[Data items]
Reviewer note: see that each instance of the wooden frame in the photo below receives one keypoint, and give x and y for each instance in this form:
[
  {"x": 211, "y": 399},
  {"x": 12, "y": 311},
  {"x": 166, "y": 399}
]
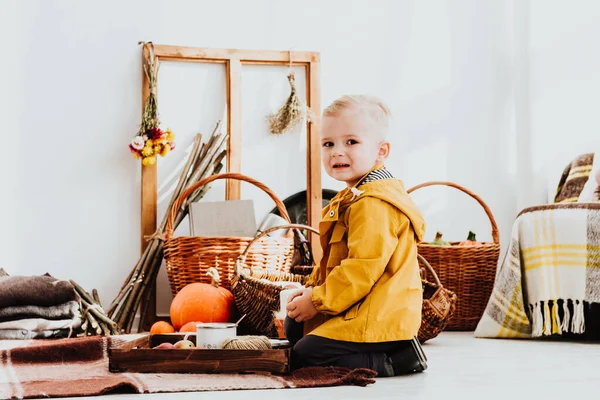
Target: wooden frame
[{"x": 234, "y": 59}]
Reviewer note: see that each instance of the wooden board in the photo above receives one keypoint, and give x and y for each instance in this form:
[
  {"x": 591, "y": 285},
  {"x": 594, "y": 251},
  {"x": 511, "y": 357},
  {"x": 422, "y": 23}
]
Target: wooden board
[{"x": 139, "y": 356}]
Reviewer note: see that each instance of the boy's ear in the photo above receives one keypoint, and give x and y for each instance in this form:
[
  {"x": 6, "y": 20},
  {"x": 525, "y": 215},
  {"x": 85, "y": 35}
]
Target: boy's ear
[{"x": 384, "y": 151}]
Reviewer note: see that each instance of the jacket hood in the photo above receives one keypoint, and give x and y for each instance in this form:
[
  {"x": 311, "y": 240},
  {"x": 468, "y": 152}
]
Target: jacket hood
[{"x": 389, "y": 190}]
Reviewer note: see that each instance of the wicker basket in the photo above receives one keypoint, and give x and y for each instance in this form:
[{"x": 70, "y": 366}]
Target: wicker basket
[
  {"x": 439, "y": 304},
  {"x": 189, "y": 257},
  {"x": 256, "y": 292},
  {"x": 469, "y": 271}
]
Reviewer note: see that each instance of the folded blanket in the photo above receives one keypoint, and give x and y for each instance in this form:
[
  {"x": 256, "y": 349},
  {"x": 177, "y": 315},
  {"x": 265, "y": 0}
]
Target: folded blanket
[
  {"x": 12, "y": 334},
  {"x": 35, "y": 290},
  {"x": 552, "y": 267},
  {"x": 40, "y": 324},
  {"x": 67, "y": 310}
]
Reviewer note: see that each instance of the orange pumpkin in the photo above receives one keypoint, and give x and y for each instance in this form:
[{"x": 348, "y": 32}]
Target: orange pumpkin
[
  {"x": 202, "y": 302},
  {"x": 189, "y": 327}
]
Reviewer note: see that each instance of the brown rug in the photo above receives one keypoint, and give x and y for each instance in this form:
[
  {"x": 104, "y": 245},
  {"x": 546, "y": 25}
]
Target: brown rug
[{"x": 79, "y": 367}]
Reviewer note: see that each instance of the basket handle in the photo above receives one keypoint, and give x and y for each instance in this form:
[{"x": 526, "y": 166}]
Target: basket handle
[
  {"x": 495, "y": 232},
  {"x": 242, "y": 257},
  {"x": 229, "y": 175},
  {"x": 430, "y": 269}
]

** WORK TO BE COMPLETED **
Format all of the data above as a JSON list of strings, one string per line, with blank lines dropped and any picture left out.

** RESPONSE **
[
  "Reviewer note: see that each instance of the wooden frame in the photo below receives one keypoint, and give x and y for each instance in this form:",
  "[",
  "  {\"x\": 211, \"y\": 399},",
  "  {\"x\": 12, \"y\": 311},",
  "  {\"x\": 166, \"y\": 399}",
  "]",
  "Target: wooden frame",
  "[{\"x\": 234, \"y\": 59}]",
  "Reviewer note: see that each instance of the wooden board in the photo above receives one keypoint, and give x and y for each instance in this form:",
  "[",
  "  {\"x\": 591, \"y\": 285},",
  "  {\"x\": 594, \"y\": 251},",
  "  {\"x\": 511, \"y\": 357},",
  "  {\"x\": 422, \"y\": 23}",
  "]",
  "Target: wooden board",
  "[{\"x\": 139, \"y\": 356}]",
  "Reviewer note: see that each instance of the boy's ear in the photo above receives one keypoint, and give x and y for each instance in this form:",
  "[",
  "  {\"x\": 6, \"y\": 20},",
  "  {\"x\": 525, \"y\": 215},",
  "  {\"x\": 85, \"y\": 35}",
  "]",
  "Target: boy's ear",
  "[{\"x\": 384, \"y\": 151}]",
  "Reviewer note: see that each instance of the jacket hood in the photo above receives one keypoint, and give x and y for each instance in this form:",
  "[",
  "  {\"x\": 311, \"y\": 240},",
  "  {\"x\": 468, \"y\": 152}",
  "]",
  "Target: jacket hood",
  "[{\"x\": 389, \"y\": 190}]",
  "Reviewer note: see that each instance of the wicker basket in the photo above receives one keypoint, and give x and y for each instance in this form:",
  "[{\"x\": 70, \"y\": 366}]",
  "Target: wicker basket",
  "[",
  "  {\"x\": 439, \"y\": 304},",
  "  {\"x\": 189, \"y\": 257},",
  "  {\"x\": 256, \"y\": 292},",
  "  {\"x\": 469, \"y\": 271}",
  "]",
  "Reviewer note: see that each instance of the folded blanket in the photo above receives one keypoint, and give x and y for each instance in this form:",
  "[",
  "  {\"x\": 256, \"y\": 349},",
  "  {\"x\": 177, \"y\": 315},",
  "  {\"x\": 265, \"y\": 0}",
  "]",
  "Target: folded blanket",
  "[",
  "  {\"x\": 12, \"y\": 334},",
  "  {\"x\": 35, \"y\": 290},",
  "  {\"x\": 552, \"y\": 267},",
  "  {\"x\": 40, \"y\": 324},",
  "  {\"x\": 67, \"y\": 310}",
  "]",
  "Reviewer note: see that each instance of the orange pumpkin in the photo above receives one keypoint, and give x and y for each instance in this form:",
  "[{\"x\": 348, \"y\": 32}]",
  "Target: orange pumpkin",
  "[",
  "  {\"x\": 202, \"y\": 302},",
  "  {\"x\": 189, \"y\": 327}",
  "]",
  "Reviewer note: see that each instance of the brown rug in the photo above receives one keypoint, and give x and y for each instance in this form:",
  "[",
  "  {\"x\": 104, \"y\": 245},",
  "  {\"x\": 546, \"y\": 25}",
  "]",
  "Target: brown rug",
  "[{\"x\": 79, \"y\": 367}]",
  "Reviewer note: see that each instance of the basket handle in the photo above receives one keypoint, and give x and y for each instance in this form:",
  "[{\"x\": 526, \"y\": 166}]",
  "Target: basket handle",
  "[",
  "  {\"x\": 495, \"y\": 232},",
  "  {\"x\": 242, \"y\": 257},",
  "  {\"x\": 229, \"y\": 175},",
  "  {\"x\": 430, \"y\": 269}",
  "]"
]